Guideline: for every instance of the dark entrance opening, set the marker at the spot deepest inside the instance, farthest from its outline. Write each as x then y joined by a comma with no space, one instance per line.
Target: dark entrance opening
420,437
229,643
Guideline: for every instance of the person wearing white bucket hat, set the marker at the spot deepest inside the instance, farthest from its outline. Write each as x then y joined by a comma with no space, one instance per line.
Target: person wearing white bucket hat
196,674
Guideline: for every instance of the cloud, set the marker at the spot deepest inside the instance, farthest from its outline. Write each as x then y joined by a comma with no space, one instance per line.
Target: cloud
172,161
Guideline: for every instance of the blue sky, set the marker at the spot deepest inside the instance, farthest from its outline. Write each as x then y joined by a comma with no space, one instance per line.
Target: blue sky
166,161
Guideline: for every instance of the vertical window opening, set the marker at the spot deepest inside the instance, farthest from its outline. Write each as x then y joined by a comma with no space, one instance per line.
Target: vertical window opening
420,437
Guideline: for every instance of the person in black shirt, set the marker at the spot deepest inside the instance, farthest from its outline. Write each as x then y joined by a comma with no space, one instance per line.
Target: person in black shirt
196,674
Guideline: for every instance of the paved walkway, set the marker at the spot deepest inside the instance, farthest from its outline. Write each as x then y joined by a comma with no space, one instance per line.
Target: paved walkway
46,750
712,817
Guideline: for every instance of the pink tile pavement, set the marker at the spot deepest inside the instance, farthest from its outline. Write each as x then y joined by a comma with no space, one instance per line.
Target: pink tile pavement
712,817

◆ ◆ ◆ ◆

▶ _TASK REQUIREMENTS_:
Repeat the data exactly. Omit nothing.

▶ _TASK SOLUTION_:
Guideline: for every instance of the dark entrance opening, set the marker at the spot deepest inside the instance, farthest from its outline. Write each as x then y joined by a comma with no space, one instance per line.
Target: dark entrance opening
420,437
229,643
Guideline: for every instance of the person wearing white bucket hat, set the marker at the spot deepest inside the instance, farthest from its outline. Write each as x then y joined by a comma with no space, one instance per line.
Target: person wearing white bucket hat
196,674
Guideline: for every instance of the cloud, set the marker at the spot deepest inside the instance, farthest from its outline. Write each as x then y joined by a comma with no space, one instance per line.
Target: cloud
172,161
Guideline: for every instance of the blue sky, set the marker at the spot deepest inside the instance, farthest from its outline. Write each as x then y joined by a comma with no space, one instance per line.
Target: blue sky
166,161
Guideline: for every instance of the vertical window opening, set the marker at the spot deepest inside the instance, farthest from its outline. Write each as x then y joined by a comma with no space, one instance per line.
Target: vertical window opening
420,437
Guideline: for every instance of the person in black shirt, set the marker at the spot deepest inside the instance, farthest from its outline. Write each as x then y joined by a comma with no space, one instance per line.
Target: person in black shirt
196,674
Guideline: for every instance of the paved walkway, set the marker at the spot deepest inside the instance, farthest from its outline. Write each as x then y joined by a comma with no space, one instance per line.
Target: paved walkway
46,750
712,817
Guideline: for every instance of the pink tile pavement, set the marker at the spot deepest inside the instance, farthest from its outline. Write each as x then y joined by a comma with no space, one instance per line.
Target: pink tile pavement
712,817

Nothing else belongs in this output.